[[ Selected extract open ]]
Surviving a bullet wound, or losing a loved one to a shooting, sends people’s lives in a direction they never could have imagined, and never would have chosen. Survivors are often forced to grapple with circumstances they did not choose — and in many cases, The Trace’s Chicago engagement reporter Justin Agrelo wrote last year, journalists play a role in that loss of choice. In their attempt to cover nearly every homicide, reporters often boil people’s lives down to just a few details, often defining them by their deaths, and give communities little choice in deciding what their loved ones’ public narrative will be after they’re gone.

What would the story of gun violence be if we allowed survivors to lead the way? To answer, Agrelo spearheaded the creation of the Survivor Storytelling Network, a program that recruited, paid, and trained Chicago survivors of gun violence to tell their own stories. The work of the first cohort — a collection of personal essays by survivors Jaree Noel, Marlon English, Eroica Del Real, Aja Johnson, and Carla Johnson — was published in December in collaboration with several newsrooms across the city. 

Now, Agrelo is bringing together a new cohort of Chicagoans. If you’ve been affected by Chicago’s gun violence crisis and feel ready to tell your story, we hope you’ll consider applying for this paid opportunity — or, if you know someone who might be a fit, we hope you’ll share the application. In the meantime, you can read the first Survivor Storytelling Network collection. Each essay offers a peek into the different ways gun violence contours and rearranges a life: stories of loss and grief, but also of redemption, love, regret, and our fluctuating ideas of justice.
[[ Selected extract closed ]]
Can you reproduce the passage from the Survivor Storytelling Network text word for word, beginning at the words "Surviving a bullet" and stopping after "after they’re gone."?
[[ Data section open ]]
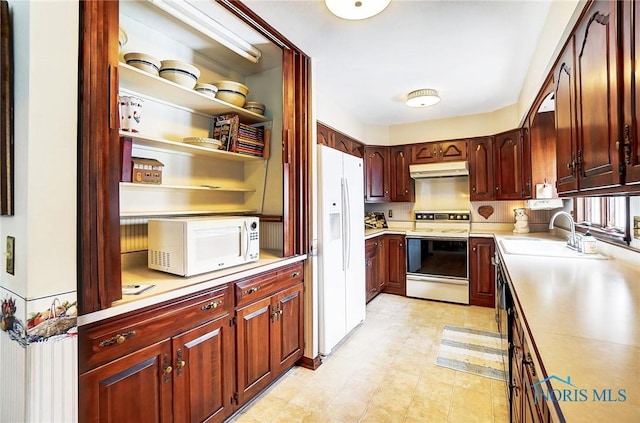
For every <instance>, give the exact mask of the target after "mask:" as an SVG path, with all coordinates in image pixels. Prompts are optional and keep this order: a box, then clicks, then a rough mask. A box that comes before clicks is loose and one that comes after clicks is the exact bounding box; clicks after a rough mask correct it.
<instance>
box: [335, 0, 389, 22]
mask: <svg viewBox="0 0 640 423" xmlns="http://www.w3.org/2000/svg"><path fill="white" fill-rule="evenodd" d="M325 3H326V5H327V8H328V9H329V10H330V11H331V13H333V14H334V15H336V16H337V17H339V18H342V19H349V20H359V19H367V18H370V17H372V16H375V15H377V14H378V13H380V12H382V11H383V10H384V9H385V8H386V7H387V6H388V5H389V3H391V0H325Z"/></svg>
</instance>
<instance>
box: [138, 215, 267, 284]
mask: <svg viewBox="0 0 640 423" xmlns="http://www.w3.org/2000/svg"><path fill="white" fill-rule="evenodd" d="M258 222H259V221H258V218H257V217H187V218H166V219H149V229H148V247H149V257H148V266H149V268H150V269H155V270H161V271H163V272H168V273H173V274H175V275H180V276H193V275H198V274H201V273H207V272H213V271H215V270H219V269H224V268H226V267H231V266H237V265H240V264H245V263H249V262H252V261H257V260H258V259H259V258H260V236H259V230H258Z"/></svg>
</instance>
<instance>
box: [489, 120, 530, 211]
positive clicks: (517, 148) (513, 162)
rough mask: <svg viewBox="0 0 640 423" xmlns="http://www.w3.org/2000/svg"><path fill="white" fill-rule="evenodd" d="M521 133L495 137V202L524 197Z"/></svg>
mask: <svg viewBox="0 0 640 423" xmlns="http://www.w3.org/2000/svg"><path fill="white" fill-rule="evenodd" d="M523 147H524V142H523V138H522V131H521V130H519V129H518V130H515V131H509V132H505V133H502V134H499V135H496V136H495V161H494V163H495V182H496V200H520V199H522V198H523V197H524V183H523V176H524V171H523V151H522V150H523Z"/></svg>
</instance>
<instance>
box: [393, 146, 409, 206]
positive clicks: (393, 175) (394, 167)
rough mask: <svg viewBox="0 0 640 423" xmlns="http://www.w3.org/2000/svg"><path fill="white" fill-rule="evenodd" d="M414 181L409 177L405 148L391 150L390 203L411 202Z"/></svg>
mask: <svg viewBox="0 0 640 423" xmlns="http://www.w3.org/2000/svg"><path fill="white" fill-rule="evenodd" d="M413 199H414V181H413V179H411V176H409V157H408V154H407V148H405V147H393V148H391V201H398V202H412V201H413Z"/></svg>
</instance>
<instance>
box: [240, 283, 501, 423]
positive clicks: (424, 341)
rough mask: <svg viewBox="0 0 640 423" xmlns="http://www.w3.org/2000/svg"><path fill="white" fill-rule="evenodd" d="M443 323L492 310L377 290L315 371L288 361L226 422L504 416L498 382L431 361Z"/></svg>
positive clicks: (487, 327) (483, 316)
[[ Data section closed ]]
Task answer —
Surviving a bullet wound, or losing a loved one to a shooting, sends people’s lives in a direction they never could have imagined, and never would have chosen. Survivors are often forced to grapple with circumstances they did not choose — and in many cases, The Trace’s Chicago engagement reporter Justin Agrelo wrote last year, journalists play a role in that loss of choice. In their attempt to cover nearly every homicide, reporters often boil people’s lives down to just a few details, often defining them by their deaths, and give communities little choice in deciding what their loved ones’ public narrative will be after they’re gone.